● Excerpt provided
***

I’ve been using Twitter Tools for quite some time to daily archive my Twitter feed to this blog (which, reviewing the last year, is how I handled most stuff that was personal in nature).   That’s worked out pretty well, aside from TT’s tendency to sometimes be a little … enthusiastic in posting an archive (“I liked this post so much, I think I’ll do it five more times!”).

URL shorteners are convenient, but, ultimately, dangerous.

One thing I’ve disliked about the process, though, is that it brings over all the URL-shortened bit.ly links from Twitter (I use bit.ly in general, though the dislike would be true for pretty much any URL shortener) as-is.  So if I link to something and it translates out to http://bit.ly/xYz123, that’s the link that shows up in the archive.  So as long as bit.ly is around, all will be well, right?

I really hate using URL shorteners for archival purposes, as they serve as a weak link; if bit.ly were to go out of business today — do you know their business model and financial health? — it seems like half the Internet would suffer from bit rot.  Heck, I’m uncomfortable that a lot of the links through Unblogged Bits come across as Google proxies, let alone the ones in the Tweets are bit.ly proxies.

Also, they’re a minor security hazard — unless you are using a tool or browser plug-in that will translate them for you, you really don’t know if you’re going someplace legit or http://ihaveinfectedyourmachine.now/trojan.php.

Kelson Vibber recently put together a TT add-on, Twitter Tools NiceLinks.  This add-on translates bit.ly links into a link that gives you the underlying URL, displayed with the page title as the link text.  E.g., it changes  …

Check out this site: http://bit.ly/9MhKVv

… into this …

Check out this site: Flash: Those Who Ride the Lightning

Nice.  I’ve been using this at Blog of Heroes for the last month (to the extent that I’ve been posting anything over there, ahem, yes, I know) and I think it’s worked well.

I’ve implemented here, too, with a modification (yes, I modified the PHP myself, woo-hoo): rather than giving the page title or site name as the link text (which sometimes can be very long and ugly and textually inappropriate), I just have it generating the nice, compact word “Link” as the link text over the URL.  The page/site title show up as a title attribute for the link; hover the mouse over one and see. And the URL for the link shows up down in the status line of your browser.

It seems to have run fine last night. And, regardless of what’s being used as the page title, I’m glad to have the underlying bit.ly take out of the picture.  I’ll probably port the modification over to BoH when I next remember to do it.

And that’s probably more info than you wanted first thing in the morning.

***

● Data excerpts

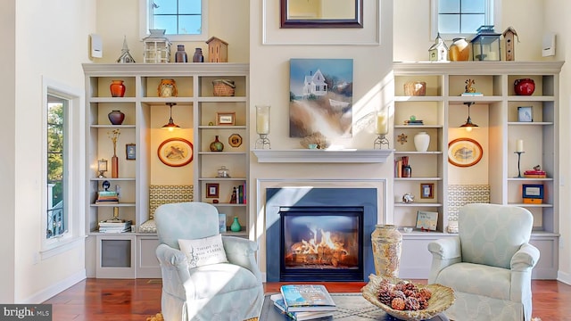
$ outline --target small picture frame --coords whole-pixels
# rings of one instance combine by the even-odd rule
[[[234,126],[236,124],[236,112],[217,112],[216,125]]]
[[[543,185],[524,184],[522,185],[521,196],[524,199],[543,199]]]
[[[218,228],[220,233],[224,233],[227,231],[226,214],[222,214],[222,213],[218,214]]]
[[[417,228],[421,231],[435,231],[438,225],[438,212],[418,210],[417,212]]]
[[[420,183],[420,198],[434,199],[434,184]]]
[[[219,198],[220,185],[218,183],[206,183],[206,198]]]
[[[517,121],[519,122],[534,121],[534,107],[533,106],[517,107]]]
[[[125,155],[126,155],[127,160],[137,160],[137,147],[135,144],[127,144],[125,145]]]

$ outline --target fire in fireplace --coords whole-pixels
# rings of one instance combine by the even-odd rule
[[[358,208],[281,208],[281,278],[360,280],[362,215]]]
[[[366,281],[376,188],[266,189],[266,279]]]

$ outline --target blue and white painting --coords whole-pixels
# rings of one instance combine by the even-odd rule
[[[352,136],[352,59],[291,59],[289,136]]]

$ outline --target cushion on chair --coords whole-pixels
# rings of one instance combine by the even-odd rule
[[[211,298],[260,286],[258,279],[252,272],[240,266],[228,263],[192,268],[190,278],[194,284],[194,299]]]
[[[462,261],[509,269],[511,258],[529,242],[533,221],[528,210],[516,206],[462,207],[459,217]]]
[[[228,261],[224,251],[221,235],[195,240],[178,240],[178,246],[186,255],[190,268]]]
[[[457,263],[440,272],[436,282],[456,292],[509,300],[511,273],[509,269],[473,263]]]

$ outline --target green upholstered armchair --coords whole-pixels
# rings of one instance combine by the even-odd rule
[[[532,318],[532,269],[540,252],[529,244],[534,217],[524,208],[468,204],[459,235],[428,244],[429,284],[454,289],[445,314],[454,320]]]
[[[203,202],[164,204],[155,211],[161,309],[167,321],[234,321],[260,314],[263,285],[254,258],[256,243],[221,236],[228,262],[198,267],[180,251],[178,240],[219,237],[218,217],[214,206]]]

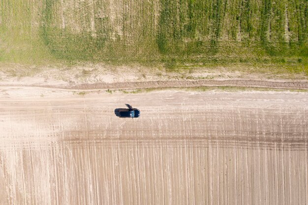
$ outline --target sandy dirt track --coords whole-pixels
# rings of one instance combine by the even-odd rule
[[[307,205],[308,110],[286,91],[0,98],[0,205]]]
[[[58,84],[58,85],[57,85]],[[307,81],[273,81],[248,79],[221,79],[219,80],[166,80],[149,81],[135,82],[122,82],[116,83],[80,83],[77,85],[61,84],[48,83],[37,82],[32,84],[25,84],[22,81],[10,82],[2,83],[0,86],[3,87],[22,87],[50,88],[54,88],[73,89],[135,89],[158,88],[181,88],[194,87],[216,87],[232,86],[238,87],[268,88],[282,89],[308,89],[308,82]]]

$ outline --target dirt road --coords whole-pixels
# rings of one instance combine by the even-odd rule
[[[0,98],[0,205],[308,204],[308,110],[286,91]]]

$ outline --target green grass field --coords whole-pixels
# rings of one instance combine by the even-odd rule
[[[308,24],[307,0],[1,0],[0,62],[308,75]]]

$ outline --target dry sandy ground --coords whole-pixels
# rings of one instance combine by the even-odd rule
[[[307,92],[15,92],[0,205],[308,204]]]

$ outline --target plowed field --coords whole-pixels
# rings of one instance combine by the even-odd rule
[[[308,110],[286,91],[1,98],[0,205],[308,204]]]

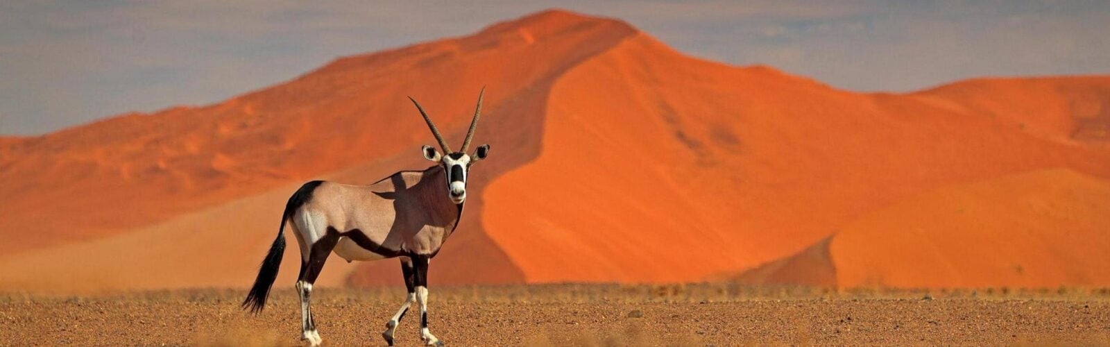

***

● Your tasks
1/ According to the blog post, who put together the Twitter Tools NiceLinks add-on?
2/ In the rows, take the lines between the one holding "track --coords whole-pixels" and the one holding "[[[307,205],[308,110],[286,91],[0,98],[0,205]]]", inclusive, and swap "sandy dirt track" for "gravel track", leaving all else as it is. Return only those lines.
The blog post and the rows are unrelated material.

● List of solutions
1/ Kelson Vibber

2/
$ outline --target gravel track --coords whole-pixels
# rings of one instance combine by the even-odd rule
[[[307,205],[308,110],[286,91],[0,98],[0,205]]]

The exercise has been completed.